## Items
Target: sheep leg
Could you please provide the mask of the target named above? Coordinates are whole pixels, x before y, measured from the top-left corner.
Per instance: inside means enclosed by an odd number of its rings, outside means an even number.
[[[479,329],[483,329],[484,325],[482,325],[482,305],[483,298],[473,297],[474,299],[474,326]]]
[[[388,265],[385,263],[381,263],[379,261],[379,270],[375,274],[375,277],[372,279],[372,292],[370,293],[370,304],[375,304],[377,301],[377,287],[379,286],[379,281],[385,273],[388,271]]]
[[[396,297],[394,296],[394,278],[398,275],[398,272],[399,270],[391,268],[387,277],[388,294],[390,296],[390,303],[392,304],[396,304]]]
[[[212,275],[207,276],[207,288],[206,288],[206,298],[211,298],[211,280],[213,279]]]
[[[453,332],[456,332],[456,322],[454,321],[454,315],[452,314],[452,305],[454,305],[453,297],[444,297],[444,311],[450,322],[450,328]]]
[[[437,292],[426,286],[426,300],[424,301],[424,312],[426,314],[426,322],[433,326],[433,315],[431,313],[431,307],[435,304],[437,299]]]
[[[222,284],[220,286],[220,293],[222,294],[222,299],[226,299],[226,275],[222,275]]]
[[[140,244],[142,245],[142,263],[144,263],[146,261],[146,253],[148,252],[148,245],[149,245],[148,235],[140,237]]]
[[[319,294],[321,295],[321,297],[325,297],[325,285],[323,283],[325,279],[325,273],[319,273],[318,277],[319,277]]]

## Description of the task
Render the listing above as a JSON array of strings, one string per line, omitting any blank lines.

## Answer to the task
[
  "Target: sheep leg",
  "Could you please provide the mask of the target named above? Coordinates are whole pixels, x before y, measured from the top-left corner.",
  "Per instance: inside means enclosed by an odd number of its rings, outside means an even number.",
  "[[[479,329],[483,329],[484,325],[482,325],[482,305],[483,298],[473,297],[474,299],[474,326]]]",
  "[[[388,265],[385,263],[381,263],[379,261],[379,270],[375,274],[375,277],[372,279],[372,292],[370,293],[370,304],[375,304],[377,301],[377,287],[379,286],[379,281],[385,273],[388,271]]]",
  "[[[396,297],[394,296],[394,278],[398,275],[398,272],[399,270],[391,268],[387,277],[388,294],[390,296],[390,303],[392,304],[396,304]]]",
  "[[[212,275],[207,276],[207,288],[206,288],[206,298],[211,298],[211,280],[213,279]]]",
  "[[[453,332],[456,332],[456,322],[454,321],[454,315],[452,314],[452,305],[454,305],[453,297],[444,297],[444,311],[450,322],[450,328]]]",
  "[[[437,292],[426,286],[426,300],[424,301],[424,312],[426,314],[426,322],[433,326],[433,315],[431,313],[431,307],[435,304],[437,299]]]",
  "[[[222,284],[220,286],[220,293],[222,294],[222,299],[226,299],[226,275],[222,275]]]",
  "[[[140,244],[142,245],[142,263],[144,263],[146,261],[146,253],[148,252],[148,245],[149,245],[148,235],[140,237]]]",
  "[[[319,294],[321,295],[321,297],[325,297],[325,285],[323,283],[325,279],[325,273],[319,273],[318,277],[319,277]]]"
]